**WHAT THE EXERCISE ASKS**
Could you write out each entry exactly as it reads?
--- DATA RECORDS Enclosed Below ---
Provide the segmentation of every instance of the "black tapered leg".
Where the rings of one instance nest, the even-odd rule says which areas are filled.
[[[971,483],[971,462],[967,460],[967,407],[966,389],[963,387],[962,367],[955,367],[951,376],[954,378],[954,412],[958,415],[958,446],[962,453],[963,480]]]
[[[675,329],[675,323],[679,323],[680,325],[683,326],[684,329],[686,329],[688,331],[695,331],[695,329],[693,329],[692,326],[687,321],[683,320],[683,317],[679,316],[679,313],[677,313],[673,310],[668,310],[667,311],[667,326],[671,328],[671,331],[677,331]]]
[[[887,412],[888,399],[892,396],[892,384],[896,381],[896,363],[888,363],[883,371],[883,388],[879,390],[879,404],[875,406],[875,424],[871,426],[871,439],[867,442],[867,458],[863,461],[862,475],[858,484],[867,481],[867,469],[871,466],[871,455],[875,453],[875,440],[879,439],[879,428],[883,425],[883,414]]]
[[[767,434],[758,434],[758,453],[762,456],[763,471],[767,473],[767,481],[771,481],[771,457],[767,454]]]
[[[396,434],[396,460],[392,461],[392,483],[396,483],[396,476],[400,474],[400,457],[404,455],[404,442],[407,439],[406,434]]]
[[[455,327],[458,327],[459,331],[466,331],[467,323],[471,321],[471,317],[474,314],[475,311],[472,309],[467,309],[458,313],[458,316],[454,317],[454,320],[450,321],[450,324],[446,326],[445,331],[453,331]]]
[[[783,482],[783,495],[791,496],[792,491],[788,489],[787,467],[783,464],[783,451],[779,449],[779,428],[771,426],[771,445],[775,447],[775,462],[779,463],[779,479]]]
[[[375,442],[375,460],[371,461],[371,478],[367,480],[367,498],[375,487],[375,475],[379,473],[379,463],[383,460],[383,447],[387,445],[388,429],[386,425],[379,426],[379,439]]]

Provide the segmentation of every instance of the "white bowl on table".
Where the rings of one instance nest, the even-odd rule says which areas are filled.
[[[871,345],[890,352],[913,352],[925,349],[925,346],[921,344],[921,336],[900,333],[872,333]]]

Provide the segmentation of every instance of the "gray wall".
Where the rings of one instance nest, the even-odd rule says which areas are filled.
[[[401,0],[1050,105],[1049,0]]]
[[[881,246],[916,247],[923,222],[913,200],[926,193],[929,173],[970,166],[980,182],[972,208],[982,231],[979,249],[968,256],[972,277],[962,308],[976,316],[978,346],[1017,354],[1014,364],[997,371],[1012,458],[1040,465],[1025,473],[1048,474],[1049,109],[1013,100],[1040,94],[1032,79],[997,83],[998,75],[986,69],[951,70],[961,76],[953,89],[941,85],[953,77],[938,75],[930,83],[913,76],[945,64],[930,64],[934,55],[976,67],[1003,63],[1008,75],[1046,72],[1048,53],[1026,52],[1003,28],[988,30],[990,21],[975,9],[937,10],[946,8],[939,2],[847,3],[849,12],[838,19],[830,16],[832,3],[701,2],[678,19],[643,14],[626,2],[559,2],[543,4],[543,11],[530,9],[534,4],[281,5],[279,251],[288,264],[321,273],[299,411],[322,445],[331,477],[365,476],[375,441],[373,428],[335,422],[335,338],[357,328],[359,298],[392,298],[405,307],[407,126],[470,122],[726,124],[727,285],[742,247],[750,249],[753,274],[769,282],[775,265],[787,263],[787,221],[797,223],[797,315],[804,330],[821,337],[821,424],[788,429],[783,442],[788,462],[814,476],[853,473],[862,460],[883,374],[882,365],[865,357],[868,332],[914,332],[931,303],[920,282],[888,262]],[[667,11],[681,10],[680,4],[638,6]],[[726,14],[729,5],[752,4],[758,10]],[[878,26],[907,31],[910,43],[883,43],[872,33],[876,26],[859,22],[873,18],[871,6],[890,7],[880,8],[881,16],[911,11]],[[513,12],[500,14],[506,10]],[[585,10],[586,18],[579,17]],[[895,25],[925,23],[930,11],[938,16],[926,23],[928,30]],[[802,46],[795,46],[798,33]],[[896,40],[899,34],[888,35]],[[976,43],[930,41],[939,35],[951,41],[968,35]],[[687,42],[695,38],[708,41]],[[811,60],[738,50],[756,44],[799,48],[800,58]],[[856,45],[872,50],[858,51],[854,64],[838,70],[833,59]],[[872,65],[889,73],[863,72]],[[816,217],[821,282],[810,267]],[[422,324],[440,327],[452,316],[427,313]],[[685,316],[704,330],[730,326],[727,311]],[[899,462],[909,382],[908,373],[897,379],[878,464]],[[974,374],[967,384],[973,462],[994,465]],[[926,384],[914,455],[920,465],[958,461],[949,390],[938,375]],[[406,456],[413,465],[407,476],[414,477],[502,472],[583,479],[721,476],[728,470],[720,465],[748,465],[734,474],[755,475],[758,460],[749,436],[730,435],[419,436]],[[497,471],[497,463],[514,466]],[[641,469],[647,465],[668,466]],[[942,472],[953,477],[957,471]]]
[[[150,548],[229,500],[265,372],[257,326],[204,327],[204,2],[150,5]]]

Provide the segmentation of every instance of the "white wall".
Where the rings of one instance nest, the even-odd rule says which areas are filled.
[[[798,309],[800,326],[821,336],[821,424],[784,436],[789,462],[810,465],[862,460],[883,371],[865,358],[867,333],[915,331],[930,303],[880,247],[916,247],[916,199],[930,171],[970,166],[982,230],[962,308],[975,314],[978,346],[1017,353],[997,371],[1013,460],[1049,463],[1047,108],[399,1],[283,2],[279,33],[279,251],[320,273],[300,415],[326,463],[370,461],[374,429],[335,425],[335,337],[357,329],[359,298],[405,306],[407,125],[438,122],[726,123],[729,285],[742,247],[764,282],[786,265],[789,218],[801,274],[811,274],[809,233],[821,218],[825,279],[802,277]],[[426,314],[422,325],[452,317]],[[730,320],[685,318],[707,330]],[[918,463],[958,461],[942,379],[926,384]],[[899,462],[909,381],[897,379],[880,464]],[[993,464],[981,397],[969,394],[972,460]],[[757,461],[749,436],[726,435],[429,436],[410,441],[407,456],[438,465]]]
--- End of Enclosed DATA RECORDS ---
**THE ANSWER**
Provide the segmentation of every instance of the "black tapered leg".
Where the rings of one instance nest, the even-odd rule says which areas are filled.
[[[971,483],[971,462],[967,460],[967,407],[966,389],[963,387],[962,367],[955,367],[951,376],[954,378],[954,412],[958,415],[958,446],[962,453],[963,480]]]
[[[675,329],[675,323],[679,323],[680,325],[683,326],[684,329],[686,329],[688,331],[695,331],[695,329],[693,329],[692,326],[687,321],[683,320],[683,317],[679,316],[679,313],[677,313],[673,310],[668,310],[667,311],[667,326],[671,328],[671,331],[677,331]]]
[[[887,412],[888,399],[892,396],[892,384],[896,381],[896,363],[888,363],[883,371],[883,388],[879,390],[879,404],[875,406],[875,424],[871,426],[871,439],[867,442],[867,458],[863,461],[862,475],[858,484],[867,481],[867,469],[871,466],[871,455],[875,453],[875,440],[879,439],[879,428],[883,425],[883,414]]]
[[[767,434],[758,434],[758,453],[762,456],[763,471],[767,473],[767,481],[771,481],[771,457],[767,454]]]
[[[396,434],[396,460],[392,461],[392,483],[396,483],[396,476],[400,474],[400,457],[404,455],[404,442],[407,439],[406,434]]]
[[[455,327],[458,327],[459,331],[466,331],[467,323],[471,321],[471,317],[474,314],[475,311],[472,309],[467,309],[458,313],[458,316],[454,317],[454,320],[450,321],[450,324],[446,326],[445,331],[453,331]]]
[[[783,482],[783,495],[791,496],[792,491],[788,489],[787,467],[783,464],[783,451],[779,449],[779,428],[771,426],[771,445],[775,447],[775,462],[779,463],[779,479]]]
[[[375,442],[375,460],[371,461],[371,478],[367,480],[367,498],[375,487],[375,475],[379,473],[379,463],[383,460],[383,447],[387,445],[388,429],[386,425],[379,426],[379,439]]]

Provide the segmentation of every instance of the "white bowl on table".
Where the rings of one instance nest, the even-odd rule says which areas are filled.
[[[871,345],[890,352],[913,352],[925,349],[925,346],[921,344],[921,336],[900,333],[872,333]]]

Provide the segmentation of every instance of the "gray wall".
Where the rings of one instance nest, the even-odd rule says which areas are filled.
[[[401,0],[1050,105],[1049,0]]]
[[[881,246],[916,247],[923,222],[913,200],[926,193],[929,173],[970,166],[980,182],[972,208],[982,231],[979,249],[968,256],[972,277],[962,308],[976,316],[978,346],[1017,354],[1014,364],[997,371],[1012,458],[1040,465],[1025,473],[1048,474],[1049,109],[1013,100],[1040,94],[1032,79],[997,83],[998,75],[986,69],[951,70],[961,76],[953,89],[941,85],[953,77],[938,75],[930,83],[913,76],[945,64],[930,64],[934,55],[976,67],[1003,63],[1008,75],[1046,72],[1048,53],[1026,52],[1003,28],[988,30],[990,21],[975,9],[937,10],[946,8],[939,2],[847,3],[849,12],[838,19],[830,16],[832,3],[701,2],[678,19],[643,14],[626,2],[559,2],[543,4],[543,11],[530,9],[534,4],[281,5],[279,251],[288,264],[321,273],[299,411],[322,445],[331,477],[365,476],[375,441],[373,428],[335,422],[335,338],[357,328],[359,298],[392,298],[405,307],[407,126],[470,122],[726,124],[727,285],[742,247],[750,249],[753,274],[769,282],[775,265],[787,263],[787,221],[797,223],[797,315],[804,330],[821,337],[821,424],[788,429],[783,442],[788,462],[814,476],[853,473],[862,460],[883,374],[882,365],[865,357],[868,332],[914,332],[931,303],[920,282],[888,262]],[[667,11],[681,10],[680,4],[638,6]],[[726,14],[729,5],[752,4],[758,10]],[[878,26],[907,31],[910,43],[883,43],[872,33],[876,26],[859,22],[873,18],[871,6],[890,7],[880,8],[881,16],[911,11]],[[513,12],[500,14],[506,10]],[[585,10],[586,18],[579,17]],[[895,25],[925,23],[930,11],[938,16],[926,23],[928,30]],[[802,46],[795,46],[798,33]],[[896,40],[899,34],[888,35]],[[976,43],[930,41],[939,35],[951,41],[968,35]],[[687,42],[695,38],[708,41]],[[811,60],[738,50],[756,44],[799,48],[800,58]],[[856,45],[872,50],[858,51],[854,64],[838,70],[833,59]],[[872,65],[889,73],[863,72]],[[816,217],[821,282],[810,267]],[[422,324],[440,327],[452,316],[427,313]],[[685,316],[704,330],[730,326],[727,311]],[[899,462],[909,382],[908,373],[897,379],[878,464]],[[974,374],[967,384],[973,462],[994,465]],[[926,384],[914,455],[920,465],[958,461],[949,390],[938,375]],[[406,456],[413,465],[407,476],[414,477],[502,472],[583,479],[721,476],[728,470],[720,465],[748,465],[734,474],[755,475],[758,460],[749,436],[730,435],[419,436]],[[497,471],[497,463],[514,466]],[[641,469],[647,465],[668,466]],[[942,472],[953,477],[957,471]]]
[[[150,548],[229,500],[265,372],[257,326],[204,327],[204,2],[150,5]]]

Provide the segmentation of every instance of the "white wall".
Where the rings of one instance nest, the even-odd rule says which areas are filled.
[[[798,309],[800,326],[821,336],[821,424],[784,436],[789,462],[810,465],[862,460],[883,371],[865,358],[867,333],[915,331],[930,303],[880,247],[916,247],[916,199],[930,171],[970,166],[982,230],[962,308],[975,314],[978,346],[1017,353],[997,371],[1013,460],[1049,463],[1047,108],[399,1],[283,2],[279,33],[279,251],[320,273],[300,415],[326,463],[370,461],[374,429],[335,425],[335,337],[357,329],[359,298],[405,306],[407,125],[438,122],[726,123],[729,285],[742,247],[764,282],[786,265],[789,218],[801,274],[811,274],[809,233],[821,218],[825,279],[802,277]],[[426,314],[422,325],[452,317]],[[730,320],[685,318],[707,330]],[[918,463],[958,461],[942,379],[926,384]],[[899,462],[909,381],[897,379],[880,464]],[[993,464],[981,397],[969,394],[972,460]],[[757,461],[749,436],[726,435],[429,436],[410,441],[407,456],[438,465]]]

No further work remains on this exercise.